- [Task statement] Repeat all the data that appears below, keeping it exact.

- [Data records]
►

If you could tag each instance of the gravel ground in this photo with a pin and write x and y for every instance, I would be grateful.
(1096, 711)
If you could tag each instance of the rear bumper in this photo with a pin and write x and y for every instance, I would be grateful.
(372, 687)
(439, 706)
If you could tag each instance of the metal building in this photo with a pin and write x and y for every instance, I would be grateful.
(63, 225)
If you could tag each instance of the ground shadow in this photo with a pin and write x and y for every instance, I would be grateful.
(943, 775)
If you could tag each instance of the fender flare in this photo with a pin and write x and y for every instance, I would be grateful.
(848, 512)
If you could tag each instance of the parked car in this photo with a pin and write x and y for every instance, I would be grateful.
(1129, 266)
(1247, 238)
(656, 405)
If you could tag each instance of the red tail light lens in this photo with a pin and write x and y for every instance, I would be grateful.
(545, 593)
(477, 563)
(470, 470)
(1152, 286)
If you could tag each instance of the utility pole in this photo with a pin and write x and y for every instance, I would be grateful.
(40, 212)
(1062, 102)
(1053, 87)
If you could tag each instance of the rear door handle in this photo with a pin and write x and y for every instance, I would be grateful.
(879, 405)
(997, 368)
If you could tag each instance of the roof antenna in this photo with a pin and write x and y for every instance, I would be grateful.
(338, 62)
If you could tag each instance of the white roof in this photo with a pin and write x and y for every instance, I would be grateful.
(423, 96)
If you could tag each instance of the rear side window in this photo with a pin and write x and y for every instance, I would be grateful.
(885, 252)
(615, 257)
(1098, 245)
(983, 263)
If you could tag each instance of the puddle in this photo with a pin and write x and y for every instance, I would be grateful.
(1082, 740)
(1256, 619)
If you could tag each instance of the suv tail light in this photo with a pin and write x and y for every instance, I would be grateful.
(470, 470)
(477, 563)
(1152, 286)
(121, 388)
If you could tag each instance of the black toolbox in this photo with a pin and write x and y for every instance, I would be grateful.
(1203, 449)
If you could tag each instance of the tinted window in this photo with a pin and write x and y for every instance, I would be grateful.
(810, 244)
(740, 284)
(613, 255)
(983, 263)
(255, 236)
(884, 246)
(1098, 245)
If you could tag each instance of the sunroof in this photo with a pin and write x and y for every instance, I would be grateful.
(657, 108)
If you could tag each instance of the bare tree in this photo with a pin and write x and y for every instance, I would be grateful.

◄

- [The answer]
If you could tag each instance of the gravel ground in this photo with a pin and write x and y for every instance, I would be grateful.
(1096, 711)
If you could tag each instance of the rear bumper in this photo with a pin and write x and y for every instance, I would be grateful.
(372, 687)
(439, 706)
If you could tag each instance of the metal building in this photo with a pin and write x and y for every instance, I would be grateful.
(63, 225)
If you could tag each instance of the ground shadow in this photo with a pin and write x and y for every instance, I would be grateful.
(943, 775)
If you could tag each instance of the fender flare in this photo with a pin and write x and y for every instance, I would be grateful.
(848, 512)
If you could tag each instance of the parked car in this photo with a pin and write x and y for every instance, I would be grateful.
(1129, 266)
(1247, 238)
(656, 405)
If you could tag each instance of the red tail light lens in this photo with a pin and write x and y for every instance, I would be grateful.
(545, 593)
(477, 563)
(470, 470)
(1152, 286)
If you could tag each instance of the utility pole in this photo with a pin and write x and y for every instance, I would be grateful.
(40, 212)
(1062, 102)
(1053, 87)
If you could tag each instance of the rear door handle in this photo with a pin and write x and y for every instance, I would be grateful.
(879, 405)
(997, 368)
If you could tag each instance of the roof antenna in this photo with a pin and write x and y for every instance, I would be grateful.
(338, 62)
If you could tag each instance of the white roof in this photo with a pin and write x and y for every instance, I would be grateful.
(423, 96)
If you could tag each instance of the rear side window in this photo with a pin and write x and y for every instance, I would be grateful.
(885, 252)
(615, 257)
(1098, 245)
(983, 263)
If you could tag each instance of the puddle in this photo with a pin and write x and y for every instance, I would be grateful.
(1082, 740)
(1256, 619)
If you could tag each instance of the suv tail light in this photo with a pin and write x and y for every instance, I would be grateful.
(470, 470)
(477, 563)
(1152, 286)
(121, 388)
If you could tag each instance of the black toolbox in this photo with a pin and write x and y for every instance, I would be grateful.
(1203, 449)
If you could tag each instance of the tinted window in this photo with a pin and write x and y for every instance, I would be grateful.
(810, 244)
(740, 284)
(613, 255)
(983, 263)
(255, 236)
(884, 246)
(1098, 245)
If you could tag each instance of the sunroof in this photo with a pin and write x and y for every instance, I would be grateful.
(657, 108)
If you could tag each instance of the bare tree in this photo with a pin and write x and y for every instance, I would be grateful.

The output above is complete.